**Текстовый блок**
* * * * *
Вячеслав Манучаров: Не было никогда? Разве Европа не готова была принять Россию, но частями?
Сергей Кургинян: Ну да, частями — пожалуйста.
Вячеслав Манучаров: А как это должно было выглядеть?
Сергей Кургинян: Частями последний раз Путину это предложили, как мне кажется, где-нибудь в 2007-м или 2008-м.
Вячеслав Манучаров: И как это должно было быть?
Сергей Кургинян: Ну просто надо было разделить: сначала конфедерация, потом 12–18 частей. Идель-Уральская республика и так далее — известная схема, по частям. И даже говорилось: «Да вы притворитесь, тогда мы вас примем, а вы можете как-то…» Путин сказал «нет», и, в сущности, Мюнхенская речь, как мне представляется, — это часть этого «нет». Дошли до этой точки, и та часть спецслужбистской элиты, которая некогда поддержала Андропова в том, что всё надо менять и входить в Европу, сказала: это красная черта. А другая часть спецслужбистской элиты сказала: «Ну пусть хоть так».
* * * * *
**Записи набора данных**
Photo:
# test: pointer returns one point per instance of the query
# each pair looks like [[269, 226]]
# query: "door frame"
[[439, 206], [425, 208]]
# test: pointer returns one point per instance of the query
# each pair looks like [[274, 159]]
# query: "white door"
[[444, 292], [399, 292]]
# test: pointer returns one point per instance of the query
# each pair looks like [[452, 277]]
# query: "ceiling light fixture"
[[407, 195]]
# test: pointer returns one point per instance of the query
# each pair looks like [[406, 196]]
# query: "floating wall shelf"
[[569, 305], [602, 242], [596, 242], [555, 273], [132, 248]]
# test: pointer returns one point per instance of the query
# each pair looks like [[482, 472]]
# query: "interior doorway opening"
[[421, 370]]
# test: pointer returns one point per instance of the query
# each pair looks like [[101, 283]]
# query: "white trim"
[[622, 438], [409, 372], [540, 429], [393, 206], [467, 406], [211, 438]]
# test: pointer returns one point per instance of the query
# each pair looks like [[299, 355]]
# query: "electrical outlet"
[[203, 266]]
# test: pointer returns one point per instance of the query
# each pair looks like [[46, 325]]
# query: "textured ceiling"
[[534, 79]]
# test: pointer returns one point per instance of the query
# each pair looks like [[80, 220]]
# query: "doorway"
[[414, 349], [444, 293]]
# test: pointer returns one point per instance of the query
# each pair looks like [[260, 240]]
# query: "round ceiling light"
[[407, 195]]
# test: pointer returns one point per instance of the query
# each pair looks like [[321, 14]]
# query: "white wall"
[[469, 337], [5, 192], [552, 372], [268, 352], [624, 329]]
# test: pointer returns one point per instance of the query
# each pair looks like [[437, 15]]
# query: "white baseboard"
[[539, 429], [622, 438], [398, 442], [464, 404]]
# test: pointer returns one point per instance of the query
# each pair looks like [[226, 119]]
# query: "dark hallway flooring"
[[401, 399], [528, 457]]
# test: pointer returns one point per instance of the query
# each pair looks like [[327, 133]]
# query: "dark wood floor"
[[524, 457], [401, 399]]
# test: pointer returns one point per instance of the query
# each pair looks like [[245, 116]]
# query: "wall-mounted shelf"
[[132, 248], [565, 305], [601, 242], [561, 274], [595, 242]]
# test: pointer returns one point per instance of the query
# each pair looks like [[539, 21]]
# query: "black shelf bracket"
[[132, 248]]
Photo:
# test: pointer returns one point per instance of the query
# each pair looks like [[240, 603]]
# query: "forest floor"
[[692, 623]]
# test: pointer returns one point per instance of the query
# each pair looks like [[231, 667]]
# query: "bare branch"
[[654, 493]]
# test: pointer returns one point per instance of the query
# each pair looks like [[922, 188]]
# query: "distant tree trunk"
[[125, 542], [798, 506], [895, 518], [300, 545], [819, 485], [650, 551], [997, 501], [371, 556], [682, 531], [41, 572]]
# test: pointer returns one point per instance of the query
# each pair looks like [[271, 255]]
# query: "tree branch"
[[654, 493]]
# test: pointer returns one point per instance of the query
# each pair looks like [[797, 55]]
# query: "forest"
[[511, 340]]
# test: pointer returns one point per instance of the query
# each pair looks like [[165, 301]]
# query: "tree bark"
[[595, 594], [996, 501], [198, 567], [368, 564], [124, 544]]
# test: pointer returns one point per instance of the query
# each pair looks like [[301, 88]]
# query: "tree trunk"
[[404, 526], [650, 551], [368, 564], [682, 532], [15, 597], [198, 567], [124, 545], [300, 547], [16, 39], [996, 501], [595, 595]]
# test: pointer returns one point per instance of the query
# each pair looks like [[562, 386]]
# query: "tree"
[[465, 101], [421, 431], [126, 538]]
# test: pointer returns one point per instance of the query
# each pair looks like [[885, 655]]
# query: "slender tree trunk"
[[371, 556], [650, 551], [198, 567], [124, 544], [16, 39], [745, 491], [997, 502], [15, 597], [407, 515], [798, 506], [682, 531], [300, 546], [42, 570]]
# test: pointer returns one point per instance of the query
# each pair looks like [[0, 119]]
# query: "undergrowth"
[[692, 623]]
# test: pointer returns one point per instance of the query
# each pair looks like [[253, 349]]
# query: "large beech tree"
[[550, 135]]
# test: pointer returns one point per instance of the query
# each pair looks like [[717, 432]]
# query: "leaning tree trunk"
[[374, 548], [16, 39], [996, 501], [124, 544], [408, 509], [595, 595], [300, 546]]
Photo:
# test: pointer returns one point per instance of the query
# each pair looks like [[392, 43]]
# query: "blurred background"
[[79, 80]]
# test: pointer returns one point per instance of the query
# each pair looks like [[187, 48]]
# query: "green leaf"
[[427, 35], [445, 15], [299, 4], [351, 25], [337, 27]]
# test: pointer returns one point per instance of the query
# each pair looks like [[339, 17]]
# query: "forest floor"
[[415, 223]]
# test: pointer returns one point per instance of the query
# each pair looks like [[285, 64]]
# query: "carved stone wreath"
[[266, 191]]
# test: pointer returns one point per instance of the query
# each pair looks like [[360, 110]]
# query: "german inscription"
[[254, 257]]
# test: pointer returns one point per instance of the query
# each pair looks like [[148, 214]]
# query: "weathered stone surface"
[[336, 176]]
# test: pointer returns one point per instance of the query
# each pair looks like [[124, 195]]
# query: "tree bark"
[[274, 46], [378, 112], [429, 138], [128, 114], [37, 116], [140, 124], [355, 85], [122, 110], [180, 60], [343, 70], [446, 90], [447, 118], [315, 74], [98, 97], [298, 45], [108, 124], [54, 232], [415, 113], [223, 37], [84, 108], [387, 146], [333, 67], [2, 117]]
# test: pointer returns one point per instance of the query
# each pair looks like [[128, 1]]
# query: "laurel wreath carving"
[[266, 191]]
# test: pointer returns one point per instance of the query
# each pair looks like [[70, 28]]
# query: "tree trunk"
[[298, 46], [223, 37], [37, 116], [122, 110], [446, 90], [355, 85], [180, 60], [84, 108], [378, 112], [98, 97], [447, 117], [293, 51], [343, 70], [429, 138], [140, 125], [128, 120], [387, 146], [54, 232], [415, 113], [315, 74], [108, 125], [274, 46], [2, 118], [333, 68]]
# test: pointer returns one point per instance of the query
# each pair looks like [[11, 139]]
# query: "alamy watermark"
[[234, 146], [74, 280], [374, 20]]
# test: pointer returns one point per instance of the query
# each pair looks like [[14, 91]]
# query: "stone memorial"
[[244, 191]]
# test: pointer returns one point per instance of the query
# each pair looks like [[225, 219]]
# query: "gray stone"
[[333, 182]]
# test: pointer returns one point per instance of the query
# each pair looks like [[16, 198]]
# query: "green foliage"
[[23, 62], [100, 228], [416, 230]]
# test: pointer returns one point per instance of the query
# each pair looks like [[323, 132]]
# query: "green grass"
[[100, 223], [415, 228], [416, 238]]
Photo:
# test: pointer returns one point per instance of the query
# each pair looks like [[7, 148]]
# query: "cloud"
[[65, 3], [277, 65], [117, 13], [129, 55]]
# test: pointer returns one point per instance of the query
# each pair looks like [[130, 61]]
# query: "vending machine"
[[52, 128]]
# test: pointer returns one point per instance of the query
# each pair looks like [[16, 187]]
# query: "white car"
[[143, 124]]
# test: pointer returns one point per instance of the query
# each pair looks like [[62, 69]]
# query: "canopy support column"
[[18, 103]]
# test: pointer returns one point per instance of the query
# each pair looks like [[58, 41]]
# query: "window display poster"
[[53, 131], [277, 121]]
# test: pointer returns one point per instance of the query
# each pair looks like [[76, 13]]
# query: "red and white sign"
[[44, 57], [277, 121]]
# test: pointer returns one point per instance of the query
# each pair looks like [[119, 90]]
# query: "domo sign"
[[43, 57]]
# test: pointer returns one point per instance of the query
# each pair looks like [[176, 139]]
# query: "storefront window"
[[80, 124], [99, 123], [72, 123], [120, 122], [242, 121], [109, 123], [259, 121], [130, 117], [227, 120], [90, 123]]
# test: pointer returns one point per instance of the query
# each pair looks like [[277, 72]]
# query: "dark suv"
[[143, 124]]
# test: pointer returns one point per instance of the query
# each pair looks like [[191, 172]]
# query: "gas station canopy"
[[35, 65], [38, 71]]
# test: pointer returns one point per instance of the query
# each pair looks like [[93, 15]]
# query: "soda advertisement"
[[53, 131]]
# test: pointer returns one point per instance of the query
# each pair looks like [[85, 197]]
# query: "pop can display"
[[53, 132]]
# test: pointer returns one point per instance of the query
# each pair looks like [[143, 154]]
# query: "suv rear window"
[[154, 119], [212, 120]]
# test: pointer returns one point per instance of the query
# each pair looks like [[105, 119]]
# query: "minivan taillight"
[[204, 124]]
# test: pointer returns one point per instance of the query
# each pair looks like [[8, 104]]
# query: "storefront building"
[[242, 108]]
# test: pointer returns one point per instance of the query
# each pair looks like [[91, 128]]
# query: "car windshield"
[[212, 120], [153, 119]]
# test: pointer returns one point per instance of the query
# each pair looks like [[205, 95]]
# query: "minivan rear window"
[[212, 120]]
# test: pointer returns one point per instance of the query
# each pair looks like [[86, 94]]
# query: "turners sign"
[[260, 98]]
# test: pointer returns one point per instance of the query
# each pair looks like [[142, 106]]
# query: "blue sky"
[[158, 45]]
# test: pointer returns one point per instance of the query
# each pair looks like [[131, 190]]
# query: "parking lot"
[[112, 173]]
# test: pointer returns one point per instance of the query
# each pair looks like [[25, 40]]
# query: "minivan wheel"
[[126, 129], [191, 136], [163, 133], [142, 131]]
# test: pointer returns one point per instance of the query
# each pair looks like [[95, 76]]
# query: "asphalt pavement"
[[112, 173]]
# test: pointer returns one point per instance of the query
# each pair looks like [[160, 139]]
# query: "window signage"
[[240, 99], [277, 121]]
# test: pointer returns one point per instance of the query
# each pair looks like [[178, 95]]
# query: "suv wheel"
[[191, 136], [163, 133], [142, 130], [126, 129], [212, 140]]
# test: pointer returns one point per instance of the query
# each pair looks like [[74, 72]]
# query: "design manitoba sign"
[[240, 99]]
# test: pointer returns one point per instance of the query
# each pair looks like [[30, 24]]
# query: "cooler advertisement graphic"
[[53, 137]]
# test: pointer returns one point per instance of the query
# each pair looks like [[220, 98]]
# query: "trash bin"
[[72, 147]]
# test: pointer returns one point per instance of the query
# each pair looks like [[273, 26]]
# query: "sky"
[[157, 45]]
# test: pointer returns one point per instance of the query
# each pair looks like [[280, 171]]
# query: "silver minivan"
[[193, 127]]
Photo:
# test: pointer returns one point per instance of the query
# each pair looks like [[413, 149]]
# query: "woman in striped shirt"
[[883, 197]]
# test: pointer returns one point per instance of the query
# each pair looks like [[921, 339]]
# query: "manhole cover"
* * * * *
**Задание**
Перепишите из текстового блока с беседой о России и Европе всё, начиная со слов «Вячеслав Манучаров: А» и вплоть до слов «2007-м или 2008-м.».

**Полный ответ**
Вячеслав Манучаров: А как это должно было выглядеть?
Сергей Кургинян: Частями последний раз Путину это предложили, как мне кажется, где-нибудь в 2007-м или 2008-м.